+++ Extracted information

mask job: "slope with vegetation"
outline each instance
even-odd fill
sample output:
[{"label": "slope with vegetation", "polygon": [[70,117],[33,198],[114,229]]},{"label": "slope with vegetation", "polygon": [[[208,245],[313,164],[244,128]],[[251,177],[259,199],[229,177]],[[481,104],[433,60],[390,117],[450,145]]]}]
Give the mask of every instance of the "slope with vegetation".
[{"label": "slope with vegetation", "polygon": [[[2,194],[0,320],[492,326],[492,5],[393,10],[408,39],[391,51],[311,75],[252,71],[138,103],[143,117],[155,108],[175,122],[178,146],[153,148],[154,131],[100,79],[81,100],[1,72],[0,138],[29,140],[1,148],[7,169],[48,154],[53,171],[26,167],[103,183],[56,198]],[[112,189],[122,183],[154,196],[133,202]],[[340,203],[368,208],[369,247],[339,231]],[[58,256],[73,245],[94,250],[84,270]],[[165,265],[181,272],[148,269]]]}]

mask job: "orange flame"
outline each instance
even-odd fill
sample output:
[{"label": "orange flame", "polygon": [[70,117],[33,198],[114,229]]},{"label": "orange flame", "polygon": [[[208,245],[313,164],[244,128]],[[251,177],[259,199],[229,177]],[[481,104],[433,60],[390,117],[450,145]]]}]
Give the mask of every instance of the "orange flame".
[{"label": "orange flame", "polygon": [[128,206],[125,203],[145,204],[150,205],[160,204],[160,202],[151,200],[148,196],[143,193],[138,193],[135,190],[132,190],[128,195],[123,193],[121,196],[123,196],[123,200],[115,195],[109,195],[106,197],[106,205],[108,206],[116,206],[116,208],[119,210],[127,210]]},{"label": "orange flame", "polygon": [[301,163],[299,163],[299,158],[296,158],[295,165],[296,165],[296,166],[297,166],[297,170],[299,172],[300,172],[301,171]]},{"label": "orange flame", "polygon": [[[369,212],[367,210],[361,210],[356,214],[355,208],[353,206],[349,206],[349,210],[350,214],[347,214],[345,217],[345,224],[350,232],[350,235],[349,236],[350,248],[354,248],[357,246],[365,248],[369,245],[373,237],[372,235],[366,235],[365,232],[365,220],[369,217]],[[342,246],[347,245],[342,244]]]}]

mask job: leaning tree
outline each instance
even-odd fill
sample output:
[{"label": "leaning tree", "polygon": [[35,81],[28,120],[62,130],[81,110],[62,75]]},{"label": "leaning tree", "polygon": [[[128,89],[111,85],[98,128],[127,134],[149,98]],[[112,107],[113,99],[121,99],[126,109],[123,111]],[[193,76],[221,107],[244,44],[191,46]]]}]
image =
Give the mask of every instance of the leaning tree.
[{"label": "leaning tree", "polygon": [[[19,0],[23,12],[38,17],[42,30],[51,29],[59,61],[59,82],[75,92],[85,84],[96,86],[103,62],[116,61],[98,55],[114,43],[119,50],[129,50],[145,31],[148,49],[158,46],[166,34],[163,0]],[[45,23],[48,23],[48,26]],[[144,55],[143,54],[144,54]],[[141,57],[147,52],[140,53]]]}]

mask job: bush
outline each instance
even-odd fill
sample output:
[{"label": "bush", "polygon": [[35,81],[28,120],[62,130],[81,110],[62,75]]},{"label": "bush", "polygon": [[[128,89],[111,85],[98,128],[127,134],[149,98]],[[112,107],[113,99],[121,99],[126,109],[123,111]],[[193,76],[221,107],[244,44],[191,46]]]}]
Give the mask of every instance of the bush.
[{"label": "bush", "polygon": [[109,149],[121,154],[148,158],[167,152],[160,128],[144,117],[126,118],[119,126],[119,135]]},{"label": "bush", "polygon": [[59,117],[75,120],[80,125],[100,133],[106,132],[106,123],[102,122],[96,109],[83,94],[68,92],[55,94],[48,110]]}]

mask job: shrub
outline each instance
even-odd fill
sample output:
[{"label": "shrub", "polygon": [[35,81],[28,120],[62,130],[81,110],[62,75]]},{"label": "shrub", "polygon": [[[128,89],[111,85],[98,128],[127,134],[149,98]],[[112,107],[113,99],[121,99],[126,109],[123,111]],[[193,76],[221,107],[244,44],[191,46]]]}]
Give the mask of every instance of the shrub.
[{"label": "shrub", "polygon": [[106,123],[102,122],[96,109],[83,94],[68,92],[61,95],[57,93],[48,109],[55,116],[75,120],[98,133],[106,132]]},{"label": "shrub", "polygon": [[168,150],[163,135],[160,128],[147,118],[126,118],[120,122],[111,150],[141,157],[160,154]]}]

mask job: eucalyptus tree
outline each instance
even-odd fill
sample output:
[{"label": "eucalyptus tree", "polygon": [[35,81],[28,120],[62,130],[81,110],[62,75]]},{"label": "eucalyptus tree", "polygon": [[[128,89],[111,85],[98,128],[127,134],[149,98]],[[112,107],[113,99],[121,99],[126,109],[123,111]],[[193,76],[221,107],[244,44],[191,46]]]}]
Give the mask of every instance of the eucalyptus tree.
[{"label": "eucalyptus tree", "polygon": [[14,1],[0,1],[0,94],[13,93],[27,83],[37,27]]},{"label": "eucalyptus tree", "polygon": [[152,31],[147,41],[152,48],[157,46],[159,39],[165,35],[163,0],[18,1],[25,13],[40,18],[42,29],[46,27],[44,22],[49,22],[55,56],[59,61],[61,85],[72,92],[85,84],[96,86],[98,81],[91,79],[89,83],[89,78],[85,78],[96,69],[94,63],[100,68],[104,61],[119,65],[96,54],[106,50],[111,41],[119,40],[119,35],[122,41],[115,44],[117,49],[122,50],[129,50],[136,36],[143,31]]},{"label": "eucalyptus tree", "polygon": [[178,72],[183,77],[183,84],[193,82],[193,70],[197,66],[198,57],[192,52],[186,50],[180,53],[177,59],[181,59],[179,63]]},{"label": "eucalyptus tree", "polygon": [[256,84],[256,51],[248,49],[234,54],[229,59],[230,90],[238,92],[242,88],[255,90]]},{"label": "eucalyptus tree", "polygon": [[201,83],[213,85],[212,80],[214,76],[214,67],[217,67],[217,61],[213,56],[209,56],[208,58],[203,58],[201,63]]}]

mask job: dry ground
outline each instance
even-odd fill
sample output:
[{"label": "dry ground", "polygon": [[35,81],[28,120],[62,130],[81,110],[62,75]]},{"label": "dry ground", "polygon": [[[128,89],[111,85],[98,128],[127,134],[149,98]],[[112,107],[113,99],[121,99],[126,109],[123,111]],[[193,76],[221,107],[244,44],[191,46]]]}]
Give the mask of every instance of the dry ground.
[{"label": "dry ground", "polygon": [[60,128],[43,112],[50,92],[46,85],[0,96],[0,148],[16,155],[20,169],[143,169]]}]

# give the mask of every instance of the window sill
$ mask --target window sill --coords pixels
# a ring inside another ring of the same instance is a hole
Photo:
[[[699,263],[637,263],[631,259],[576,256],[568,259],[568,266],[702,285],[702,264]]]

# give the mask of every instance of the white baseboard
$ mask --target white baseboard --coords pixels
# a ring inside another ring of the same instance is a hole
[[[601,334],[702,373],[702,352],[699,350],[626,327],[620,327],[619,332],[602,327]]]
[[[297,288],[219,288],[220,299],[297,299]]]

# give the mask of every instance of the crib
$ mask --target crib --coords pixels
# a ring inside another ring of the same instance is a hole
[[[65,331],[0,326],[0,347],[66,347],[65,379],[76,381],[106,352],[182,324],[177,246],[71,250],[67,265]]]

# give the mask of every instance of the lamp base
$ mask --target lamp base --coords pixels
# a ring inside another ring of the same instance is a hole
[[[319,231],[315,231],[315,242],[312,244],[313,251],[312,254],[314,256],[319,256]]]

++++++

• _Exercise task_
Render every line of the collected data above as a JSON list of strings, one string per line, leaving out blank lines.

• _Solution to this exercise_
[
  "mask job: \"slope with vegetation\"",
  "outline each instance",
  "even-odd fill",
  "sample output:",
  "[{\"label\": \"slope with vegetation\", \"polygon\": [[70,117],[33,198],[114,229]]},{\"label\": \"slope with vegetation\", \"polygon\": [[[208,245],[313,164],[244,128]],[[251,177],[259,199],[229,177]],[[481,104],[433,60],[390,117],[450,145]]]}]",
  "Give the mask of every instance of the \"slope with vegetation\".",
  "[{\"label\": \"slope with vegetation\", \"polygon\": [[[2,194],[0,320],[492,326],[492,5],[393,10],[408,39],[391,51],[311,75],[252,71],[138,103],[143,117],[155,108],[175,122],[178,146],[153,148],[154,131],[100,79],[81,100],[1,72],[0,138],[29,140],[1,148],[7,169],[48,154],[53,171],[26,167],[103,183],[56,198]],[[112,189],[122,183],[154,196],[133,202]],[[340,203],[368,208],[369,247],[339,231]],[[58,256],[73,245],[94,250],[84,270]],[[165,265],[181,272],[148,269]]]}]",
  "mask job: \"orange flame\"",
  "outline each instance",
  "even-odd fill",
  "sample output:",
  "[{\"label\": \"orange flame\", \"polygon\": [[70,117],[33,198],[114,229]]},{\"label\": \"orange flame\", \"polygon\": [[[208,245],[313,164],[244,128]],[[251,177],[259,199],[229,177]],[[481,104],[433,60],[390,117],[450,145]]]}]",
  "Give the mask of every instance of the \"orange flame\".",
  "[{\"label\": \"orange flame\", \"polygon\": [[128,206],[125,203],[145,204],[150,205],[160,204],[160,202],[151,200],[148,196],[143,193],[138,193],[135,190],[132,190],[128,195],[123,193],[121,196],[123,196],[123,200],[115,195],[109,195],[106,197],[106,205],[108,206],[116,206],[116,208],[119,210],[127,210]]},{\"label\": \"orange flame\", \"polygon\": [[301,163],[299,163],[299,158],[296,158],[295,165],[296,165],[296,166],[297,166],[297,170],[299,172],[300,172],[301,171]]},{\"label\": \"orange flame\", \"polygon\": [[[369,212],[367,210],[361,210],[356,214],[355,208],[353,206],[349,206],[349,210],[350,214],[347,214],[345,217],[345,224],[350,232],[350,235],[349,236],[350,248],[354,248],[357,246],[365,248],[369,245],[373,237],[372,235],[366,235],[365,232],[365,220],[369,217]],[[342,246],[347,245],[342,244]]]}]",
  "mask job: leaning tree",
  "outline each instance",
  "even-odd fill",
  "sample output:",
  "[{\"label\": \"leaning tree\", \"polygon\": [[35,81],[28,120],[62,130],[81,110],[62,75]]},{\"label\": \"leaning tree\", \"polygon\": [[[128,89],[111,85],[98,128],[127,134],[149,98]],[[112,107],[113,99],[121,99],[126,109],[123,111]],[[193,76],[221,107],[244,44],[191,46]]]}]",
  "image =",
  "Give the mask of every instance of the leaning tree.",
  "[{\"label\": \"leaning tree\", \"polygon\": [[[19,0],[23,12],[38,17],[42,30],[51,29],[59,61],[59,82],[75,92],[85,84],[96,86],[103,62],[116,61],[98,55],[114,43],[119,50],[129,50],[145,31],[148,49],[158,46],[166,34],[163,0]],[[45,23],[48,23],[48,26]],[[144,55],[143,54],[144,54]],[[141,57],[147,52],[140,53]]]}]",
  "mask job: bush",
  "outline each instance",
  "even-odd fill",
  "sample output:",
  "[{\"label\": \"bush\", \"polygon\": [[35,81],[28,120],[62,130],[81,110],[62,75]]},{\"label\": \"bush\", \"polygon\": [[[128,89],[111,85],[98,128],[127,134],[149,98]],[[112,107],[113,99],[121,99],[126,109],[123,111]],[[193,76],[221,107],[244,44],[191,46]]]}]",
  "Give the mask of every instance of the bush.",
  "[{\"label\": \"bush\", \"polygon\": [[109,149],[121,154],[148,158],[167,152],[160,128],[144,117],[126,118],[119,126],[119,135]]},{\"label\": \"bush\", \"polygon\": [[59,117],[75,120],[80,125],[100,133],[106,132],[106,123],[102,122],[96,109],[83,94],[68,92],[55,94],[48,110]]}]",
  "mask job: shrub",
  "outline each instance",
  "even-odd fill",
  "sample output:",
  "[{\"label\": \"shrub\", \"polygon\": [[35,81],[28,120],[62,130],[81,110],[62,75]]},{\"label\": \"shrub\", \"polygon\": [[[128,89],[111,85],[98,128],[127,134],[149,98]],[[112,107],[113,99],[121,99],[126,109],[123,111]],[[193,76],[221,107],[244,44],[191,46]]]}]",
  "Give the mask of every instance of the shrub.",
  "[{\"label\": \"shrub\", \"polygon\": [[106,123],[102,122],[96,109],[83,94],[68,92],[61,95],[57,93],[48,109],[55,116],[75,120],[98,133],[106,132]]},{\"label\": \"shrub\", \"polygon\": [[168,150],[163,135],[160,128],[147,118],[126,118],[120,122],[111,150],[141,157],[160,154]]}]",
  "mask job: eucalyptus tree",
  "outline each instance",
  "even-odd fill",
  "sample output:",
  "[{\"label\": \"eucalyptus tree\", \"polygon\": [[35,81],[28,120],[62,130],[81,110],[62,75]]},{\"label\": \"eucalyptus tree\", \"polygon\": [[[128,89],[111,85],[98,128],[127,134],[149,98]],[[112,107],[113,99],[121,99],[126,109],[123,111]],[[193,76],[221,107],[244,44],[191,46]]]}]",
  "Give the mask of every instance of the eucalyptus tree.",
  "[{\"label\": \"eucalyptus tree\", \"polygon\": [[14,1],[0,1],[0,94],[13,93],[27,83],[37,27]]},{\"label\": \"eucalyptus tree\", \"polygon\": [[152,31],[147,41],[152,48],[157,46],[159,39],[165,35],[163,0],[18,1],[25,13],[40,18],[42,29],[46,27],[44,22],[49,22],[55,56],[59,61],[61,85],[72,92],[85,84],[96,86],[98,81],[91,79],[89,83],[89,78],[85,78],[96,69],[94,63],[100,68],[104,61],[119,65],[96,54],[106,50],[111,41],[119,40],[119,35],[122,41],[115,44],[117,49],[122,50],[129,50],[136,36],[143,31]]},{\"label\": \"eucalyptus tree\", \"polygon\": [[178,72],[183,77],[183,84],[193,82],[193,70],[197,66],[198,57],[192,52],[186,50],[180,53],[177,59],[181,59],[179,63]]},{\"label\": \"eucalyptus tree\", \"polygon\": [[256,84],[256,51],[248,49],[234,54],[229,59],[230,90],[238,92],[242,88],[255,90]]},{\"label\": \"eucalyptus tree\", \"polygon\": [[201,83],[213,85],[212,80],[214,76],[214,67],[217,67],[217,61],[213,56],[209,56],[208,58],[203,58],[201,63]]}]",
  "mask job: dry ground",
  "outline each instance",
  "even-odd fill",
  "sample output:",
  "[{\"label\": \"dry ground\", \"polygon\": [[35,81],[28,120],[62,130],[81,110],[62,75]]},{\"label\": \"dry ground\", \"polygon\": [[[128,89],[111,85],[98,128],[127,134],[149,98]],[[112,107],[113,99],[121,99],[126,109],[123,111]],[[193,76],[221,107],[244,44],[191,46]]]}]",
  "Give the mask of every instance of the dry ground.",
  "[{\"label\": \"dry ground\", \"polygon\": [[60,128],[43,112],[50,92],[46,85],[0,96],[0,148],[16,155],[20,169],[143,169]]}]",
  "# give the mask of every instance of the window sill",
  "$ mask --target window sill --coords pixels",
  "# a ring inside another ring of the same instance is a hole",
  "Photo:",
  "[[[699,263],[637,263],[631,259],[576,256],[568,259],[568,266],[702,285],[702,264]]]",
  "# give the mask of every instance of the white baseboard",
  "$ mask --target white baseboard --coords pixels",
  "# a ring inside another ring of the same instance is a hole",
  "[[[601,334],[702,373],[702,352],[699,350],[626,327],[620,327],[619,332],[602,327]]]",
  "[[[297,288],[219,288],[220,299],[297,299]]]",
  "# give the mask of every instance of the crib",
  "$ mask --target crib --coords pixels",
  "# a ring inside another ring of the same instance is a hole",
  "[[[65,331],[0,326],[0,347],[66,347],[65,379],[76,381],[106,352],[182,324],[177,246],[71,250],[67,265]]]",
  "# give the mask of every instance of the lamp base",
  "$ mask --target lamp base --coords pixels",
  "# a ring inside another ring of the same instance is a hole",
  "[[[319,231],[315,231],[315,242],[312,244],[313,251],[312,254],[314,256],[319,256]]]"
]